To do →
Copy every record word for word.

Segment Start: Data records

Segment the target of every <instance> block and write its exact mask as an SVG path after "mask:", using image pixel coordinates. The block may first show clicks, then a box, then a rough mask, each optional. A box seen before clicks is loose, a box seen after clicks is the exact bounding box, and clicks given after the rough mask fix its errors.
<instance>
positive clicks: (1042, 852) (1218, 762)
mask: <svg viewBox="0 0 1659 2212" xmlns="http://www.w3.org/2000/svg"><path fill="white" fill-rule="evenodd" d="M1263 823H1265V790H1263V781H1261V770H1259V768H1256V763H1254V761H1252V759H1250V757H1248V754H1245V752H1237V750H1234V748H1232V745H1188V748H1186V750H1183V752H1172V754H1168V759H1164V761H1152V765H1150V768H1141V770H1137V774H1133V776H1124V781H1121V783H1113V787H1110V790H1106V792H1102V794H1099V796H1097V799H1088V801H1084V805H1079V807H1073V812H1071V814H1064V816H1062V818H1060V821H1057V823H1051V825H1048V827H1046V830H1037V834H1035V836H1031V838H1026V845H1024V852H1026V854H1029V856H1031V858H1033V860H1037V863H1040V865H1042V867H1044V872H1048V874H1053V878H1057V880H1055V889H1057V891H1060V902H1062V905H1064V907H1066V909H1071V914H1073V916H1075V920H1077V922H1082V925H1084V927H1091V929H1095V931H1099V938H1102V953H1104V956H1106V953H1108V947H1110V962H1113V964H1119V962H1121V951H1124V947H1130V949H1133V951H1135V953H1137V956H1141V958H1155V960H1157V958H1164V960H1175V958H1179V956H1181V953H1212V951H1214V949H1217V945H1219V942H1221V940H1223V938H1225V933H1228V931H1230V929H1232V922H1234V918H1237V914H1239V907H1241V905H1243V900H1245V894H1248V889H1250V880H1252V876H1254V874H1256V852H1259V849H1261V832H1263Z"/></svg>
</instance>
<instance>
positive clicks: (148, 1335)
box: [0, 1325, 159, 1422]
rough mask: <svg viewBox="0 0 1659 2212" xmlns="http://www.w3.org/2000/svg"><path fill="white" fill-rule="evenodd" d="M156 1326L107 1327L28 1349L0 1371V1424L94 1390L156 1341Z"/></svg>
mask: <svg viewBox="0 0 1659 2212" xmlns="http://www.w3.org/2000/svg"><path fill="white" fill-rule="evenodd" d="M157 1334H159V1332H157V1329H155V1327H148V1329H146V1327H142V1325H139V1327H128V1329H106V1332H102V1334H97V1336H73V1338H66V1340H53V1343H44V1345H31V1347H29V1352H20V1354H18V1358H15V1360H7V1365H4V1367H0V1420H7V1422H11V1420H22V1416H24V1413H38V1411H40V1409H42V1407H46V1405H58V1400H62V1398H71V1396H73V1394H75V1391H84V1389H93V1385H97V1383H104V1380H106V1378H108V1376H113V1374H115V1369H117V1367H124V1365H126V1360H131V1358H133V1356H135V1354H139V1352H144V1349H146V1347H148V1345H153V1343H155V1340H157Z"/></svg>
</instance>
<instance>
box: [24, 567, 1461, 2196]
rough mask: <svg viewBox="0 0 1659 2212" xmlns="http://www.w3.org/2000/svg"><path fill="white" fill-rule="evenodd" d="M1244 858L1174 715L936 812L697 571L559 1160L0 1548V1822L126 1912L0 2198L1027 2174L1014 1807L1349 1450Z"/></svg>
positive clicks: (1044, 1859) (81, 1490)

Segment End: Data records

Result for this exercise →
Segment the target of every <instance> block and write its exact mask as an SVG path after "mask:", using image pixel coordinates. The block may first show clicks, then a box, then a rough mask, each optional. A box seen before clicks is loose, a box seen after clicks is the exact bounding box, and clicks given after the rough mask fix its errors.
<instance>
positive clicks: (1042, 852) (1218, 762)
mask: <svg viewBox="0 0 1659 2212" xmlns="http://www.w3.org/2000/svg"><path fill="white" fill-rule="evenodd" d="M1263 823H1265V790H1263V781H1261V770H1259V768H1256V763H1254V761H1252V759H1250V757H1248V754H1245V752H1237V750H1234V748H1232V745H1188V748H1186V750H1183V752H1172V754H1168V759H1164V761H1152V765H1150V768H1141V770H1137V774H1133V776H1124V781H1121V783H1113V787H1110V790H1106V792H1102V794H1099V796H1097V799H1088V801H1084V805H1079V807H1073V812H1071V814H1064V816H1062V818H1060V821H1057V823H1051V825H1048V827H1046V830H1037V834H1035V836H1031V838H1026V845H1024V852H1026V854H1029V856H1031V858H1033V860H1037V863H1040V865H1042V867H1044V872H1048V874H1053V878H1057V880H1055V889H1057V891H1060V902H1062V905H1064V907H1066V909H1071V914H1073V916H1075V920H1077V922H1082V925H1084V927H1091V929H1095V931H1099V938H1102V953H1104V956H1106V953H1108V947H1110V962H1113V964H1119V962H1121V951H1124V947H1130V949H1133V951H1135V953H1137V956H1141V958H1155V960H1157V958H1164V960H1175V958H1179V956H1181V953H1212V951H1214V949H1217V945H1219V942H1221V940H1223V938H1225V933H1228V931H1230V929H1232V922H1234V918H1237V914H1239V907H1241V905H1243V900H1245V894H1248V889H1250V880H1252V876H1254V874H1256V852H1259V849H1261V832H1263Z"/></svg>
</instance>
<instance>
positive clicks: (148, 1335)
box: [0, 1325, 159, 1422]
rough mask: <svg viewBox="0 0 1659 2212" xmlns="http://www.w3.org/2000/svg"><path fill="white" fill-rule="evenodd" d="M156 1326L107 1327L28 1349L0 1371V1424L94 1390L156 1341Z"/></svg>
mask: <svg viewBox="0 0 1659 2212" xmlns="http://www.w3.org/2000/svg"><path fill="white" fill-rule="evenodd" d="M157 1334H159V1332H157V1329H155V1327H148V1329H146V1327H142V1325H139V1327H128V1329H106V1332H102V1334H97V1336H73V1338H66V1340H53V1343H44V1345H31V1347H29V1352H20V1354H18V1358H15V1360H7V1365H4V1367H0V1420H7V1422H11V1420H22V1416H24V1413H38V1411H40V1409H42V1407H46V1405H58V1400H62V1398H71V1396H73V1394H75V1391H84V1389H93V1385H97V1383H104V1380H106V1378H108V1376H113V1374H115V1369H117V1367H124V1365H126V1360H131V1358H133V1356H135V1354H139V1352H144V1349H146V1347H148V1345H153V1343H155V1340H157Z"/></svg>
</instance>
<instance>
box: [24, 567, 1461, 2196]
rough mask: <svg viewBox="0 0 1659 2212" xmlns="http://www.w3.org/2000/svg"><path fill="white" fill-rule="evenodd" d="M1244 858L1174 715L936 812L697 571L559 1160L0 1548V1822L126 1912L0 2198L1027 2174L1014 1807L1349 1450Z"/></svg>
positive clicks: (1044, 1859) (81, 1490)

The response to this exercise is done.